Reading text:
# # # # # # #

The European Central Bank on Thursday stuck to its earlier announcements to wind down monetary stimulus and charted out a policy normalization plan, which economists said was gradual and hawkish.
The Governing Council, led by ECB President Christine Lagarde, called the Russian invasion of Ukraine “a watershed for Europe” and expressed full support to the people of Ukraine.
The bank said it will ensure smooth liquidity conditions and implement the sanctions decided by the EU and governments.
The ECB policymakers revised the purchase schedule for its asset purchase program, or APP, for the coming months and now sees monthly net purchases to total EUR 40 billion in April, EUR 30 billion in May and EUR 20 billion in June.
In February, the bank had said that the monthly net purchases will be EUR 40 billion in the second quarter and EUR 30 billion in the third quarter.
The bank said on Thursday that if the incoming data support the expectation that the medium-term inflation outlook will not weaken even after the end of asset purchases, the Governing Council will conclude net purchases under the APP in the third quarter.
Earlier, the ECB had said asset purchases will continue at a monthly pace of EUR 20 billion from October.
“If the medium term inflation outlook changes and if financing conditions become inconsistent with further progress towards our two per cent target, we stand ready to revise our schedule for net asset purchases in terms of size and/or duration,” the ECB said.
The bank also reiterated that it intends to continue reinvesting the principal payments from maturing securities purchased under the APP for an extended period of time past the date when it starts raising the key ECB interest rates and for as long as necessary.
The Governing Council left its key interest rates unchanged. The main refinancing rate thus remains at zero, the deposit rate at -0.50 percent and the marginal lending rate at 0.25 percent.
“Any adjustments to the key ECB interest rates will take place some time after the end of the Governing Council’s net purchases under the APP and will be gradual,” the bank said. Earlier, the ECB had said rates will be raised ‘shortly after’ the end of asset purchases.

# # # # # # #

Work item:
Write out the part of the ECB report that begins with the words "Earlier, the ECB had said asset" and ends with "the ECB said.". The records have no connection to the ECB report above.

Dataset entries
# # # # # # #

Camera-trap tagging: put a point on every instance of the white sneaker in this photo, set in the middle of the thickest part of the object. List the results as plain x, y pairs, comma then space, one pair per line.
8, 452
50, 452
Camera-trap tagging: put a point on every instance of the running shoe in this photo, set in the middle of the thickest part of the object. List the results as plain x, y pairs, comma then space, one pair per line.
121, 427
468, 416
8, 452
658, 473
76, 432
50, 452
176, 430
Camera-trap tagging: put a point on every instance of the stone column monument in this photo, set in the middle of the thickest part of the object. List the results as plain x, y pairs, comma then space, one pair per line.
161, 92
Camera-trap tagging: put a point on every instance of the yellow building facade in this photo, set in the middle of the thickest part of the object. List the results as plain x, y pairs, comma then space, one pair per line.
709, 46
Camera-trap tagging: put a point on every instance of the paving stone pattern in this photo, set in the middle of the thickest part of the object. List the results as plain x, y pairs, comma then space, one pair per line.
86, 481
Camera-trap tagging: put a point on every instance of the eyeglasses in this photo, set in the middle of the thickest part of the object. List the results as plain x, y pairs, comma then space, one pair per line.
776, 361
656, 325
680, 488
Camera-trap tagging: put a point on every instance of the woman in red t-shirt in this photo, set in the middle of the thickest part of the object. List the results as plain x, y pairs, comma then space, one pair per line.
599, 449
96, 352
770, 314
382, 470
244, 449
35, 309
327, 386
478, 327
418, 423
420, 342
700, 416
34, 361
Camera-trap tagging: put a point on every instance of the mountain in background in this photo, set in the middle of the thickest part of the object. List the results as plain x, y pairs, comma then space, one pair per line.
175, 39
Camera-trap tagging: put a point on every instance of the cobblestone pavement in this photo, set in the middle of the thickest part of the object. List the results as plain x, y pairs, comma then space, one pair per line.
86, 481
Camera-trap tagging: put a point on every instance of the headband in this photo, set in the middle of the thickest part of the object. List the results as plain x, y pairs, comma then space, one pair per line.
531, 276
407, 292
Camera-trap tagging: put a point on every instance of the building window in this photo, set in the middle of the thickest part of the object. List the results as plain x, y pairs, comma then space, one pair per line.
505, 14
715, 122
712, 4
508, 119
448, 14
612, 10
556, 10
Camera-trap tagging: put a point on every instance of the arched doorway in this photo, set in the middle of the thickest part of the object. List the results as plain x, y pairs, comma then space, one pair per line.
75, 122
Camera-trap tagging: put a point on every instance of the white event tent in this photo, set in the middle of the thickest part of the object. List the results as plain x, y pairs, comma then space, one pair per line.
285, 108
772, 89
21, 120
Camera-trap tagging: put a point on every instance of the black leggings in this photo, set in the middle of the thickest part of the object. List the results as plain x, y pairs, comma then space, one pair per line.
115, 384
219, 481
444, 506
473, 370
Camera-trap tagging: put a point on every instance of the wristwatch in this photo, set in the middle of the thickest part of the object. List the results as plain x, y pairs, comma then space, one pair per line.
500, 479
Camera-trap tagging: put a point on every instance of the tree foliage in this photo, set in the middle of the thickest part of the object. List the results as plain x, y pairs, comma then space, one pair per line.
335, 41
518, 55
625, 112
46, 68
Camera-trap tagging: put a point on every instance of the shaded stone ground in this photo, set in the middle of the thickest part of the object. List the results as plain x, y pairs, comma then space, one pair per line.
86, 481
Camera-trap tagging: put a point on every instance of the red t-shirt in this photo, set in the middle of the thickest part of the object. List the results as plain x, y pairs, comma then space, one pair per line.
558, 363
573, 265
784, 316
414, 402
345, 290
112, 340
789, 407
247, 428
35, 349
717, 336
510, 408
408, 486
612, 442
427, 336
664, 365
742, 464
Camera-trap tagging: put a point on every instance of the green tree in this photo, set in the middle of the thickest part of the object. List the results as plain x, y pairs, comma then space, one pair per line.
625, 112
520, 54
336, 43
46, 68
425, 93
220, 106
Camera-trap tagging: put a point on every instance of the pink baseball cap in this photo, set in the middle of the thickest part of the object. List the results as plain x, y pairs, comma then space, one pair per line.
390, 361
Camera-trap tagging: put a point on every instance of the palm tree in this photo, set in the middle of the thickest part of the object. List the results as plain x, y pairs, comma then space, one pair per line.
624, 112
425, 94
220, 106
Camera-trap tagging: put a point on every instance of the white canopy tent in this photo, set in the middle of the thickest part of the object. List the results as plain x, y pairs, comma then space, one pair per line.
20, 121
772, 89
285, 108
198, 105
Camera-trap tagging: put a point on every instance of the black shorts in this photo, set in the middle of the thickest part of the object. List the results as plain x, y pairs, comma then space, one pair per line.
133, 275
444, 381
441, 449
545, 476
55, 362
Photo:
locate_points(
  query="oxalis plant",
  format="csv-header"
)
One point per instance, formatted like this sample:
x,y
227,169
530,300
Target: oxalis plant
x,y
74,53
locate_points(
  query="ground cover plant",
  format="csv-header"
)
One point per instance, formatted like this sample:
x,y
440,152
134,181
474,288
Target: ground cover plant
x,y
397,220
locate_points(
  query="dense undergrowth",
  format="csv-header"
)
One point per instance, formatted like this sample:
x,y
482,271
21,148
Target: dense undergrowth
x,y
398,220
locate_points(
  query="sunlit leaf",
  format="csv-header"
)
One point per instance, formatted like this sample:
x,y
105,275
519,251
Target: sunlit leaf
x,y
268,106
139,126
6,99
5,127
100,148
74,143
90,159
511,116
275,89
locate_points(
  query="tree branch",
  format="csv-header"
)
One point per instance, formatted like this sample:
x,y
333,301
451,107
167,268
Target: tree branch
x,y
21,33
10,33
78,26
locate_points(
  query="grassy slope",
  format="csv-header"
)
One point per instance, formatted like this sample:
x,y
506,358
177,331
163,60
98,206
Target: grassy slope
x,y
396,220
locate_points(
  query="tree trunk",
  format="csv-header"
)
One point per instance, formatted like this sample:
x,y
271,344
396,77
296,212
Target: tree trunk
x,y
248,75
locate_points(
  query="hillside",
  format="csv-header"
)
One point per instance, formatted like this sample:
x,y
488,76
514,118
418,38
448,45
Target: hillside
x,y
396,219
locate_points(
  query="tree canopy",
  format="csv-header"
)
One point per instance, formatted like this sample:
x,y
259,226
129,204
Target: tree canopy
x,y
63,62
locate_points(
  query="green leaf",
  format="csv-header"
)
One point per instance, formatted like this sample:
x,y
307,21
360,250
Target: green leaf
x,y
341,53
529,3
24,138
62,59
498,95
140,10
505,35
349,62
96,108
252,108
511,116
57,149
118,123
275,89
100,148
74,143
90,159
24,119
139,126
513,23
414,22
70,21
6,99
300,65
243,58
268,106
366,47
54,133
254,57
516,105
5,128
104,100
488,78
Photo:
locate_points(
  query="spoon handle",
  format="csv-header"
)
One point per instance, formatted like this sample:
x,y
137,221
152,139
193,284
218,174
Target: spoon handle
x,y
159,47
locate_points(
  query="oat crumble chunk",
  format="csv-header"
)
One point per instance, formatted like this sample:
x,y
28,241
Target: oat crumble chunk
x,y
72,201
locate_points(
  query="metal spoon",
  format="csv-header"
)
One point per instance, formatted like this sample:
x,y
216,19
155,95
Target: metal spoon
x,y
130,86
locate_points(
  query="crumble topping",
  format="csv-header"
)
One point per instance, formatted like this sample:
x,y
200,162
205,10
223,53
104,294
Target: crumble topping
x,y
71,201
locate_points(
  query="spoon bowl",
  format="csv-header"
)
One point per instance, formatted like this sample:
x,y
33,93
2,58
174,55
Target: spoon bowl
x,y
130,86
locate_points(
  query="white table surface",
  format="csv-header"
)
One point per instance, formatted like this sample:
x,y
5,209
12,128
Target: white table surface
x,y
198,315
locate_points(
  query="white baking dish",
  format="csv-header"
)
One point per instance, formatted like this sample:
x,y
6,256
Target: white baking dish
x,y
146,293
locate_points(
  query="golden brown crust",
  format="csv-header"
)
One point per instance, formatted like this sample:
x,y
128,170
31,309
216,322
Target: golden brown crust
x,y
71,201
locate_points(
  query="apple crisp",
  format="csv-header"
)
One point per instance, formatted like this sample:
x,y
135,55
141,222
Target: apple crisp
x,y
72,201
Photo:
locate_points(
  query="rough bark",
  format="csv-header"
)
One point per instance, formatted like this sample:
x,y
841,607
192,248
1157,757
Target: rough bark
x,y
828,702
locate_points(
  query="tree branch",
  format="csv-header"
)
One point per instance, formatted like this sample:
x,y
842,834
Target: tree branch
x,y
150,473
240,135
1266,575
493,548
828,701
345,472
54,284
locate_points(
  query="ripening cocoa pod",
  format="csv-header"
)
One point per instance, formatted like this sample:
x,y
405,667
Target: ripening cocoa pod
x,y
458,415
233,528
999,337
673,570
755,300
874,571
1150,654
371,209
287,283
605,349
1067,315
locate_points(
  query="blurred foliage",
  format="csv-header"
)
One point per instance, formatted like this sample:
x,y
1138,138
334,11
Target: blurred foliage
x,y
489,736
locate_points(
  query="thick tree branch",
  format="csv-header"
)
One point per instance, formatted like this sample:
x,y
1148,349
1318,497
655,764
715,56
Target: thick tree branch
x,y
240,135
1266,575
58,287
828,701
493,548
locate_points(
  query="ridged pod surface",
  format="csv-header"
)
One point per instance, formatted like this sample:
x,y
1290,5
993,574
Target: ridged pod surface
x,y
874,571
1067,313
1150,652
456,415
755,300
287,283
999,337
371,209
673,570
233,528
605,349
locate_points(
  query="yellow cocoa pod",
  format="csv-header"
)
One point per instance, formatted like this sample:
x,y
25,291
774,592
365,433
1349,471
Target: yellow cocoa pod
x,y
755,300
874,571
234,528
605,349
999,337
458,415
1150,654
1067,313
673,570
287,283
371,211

# # # # # # #

Solution to this task:
Earlier, the ECB had said asset purchases will continue at a monthly pace of EUR 20 billion from October.
“If the medium term inflation outlook changes and if financing conditions become inconsistent with further progress towards our two per cent target, we stand ready to revise our schedule for net asset purchases in terms of size and/or duration,” the ECB said.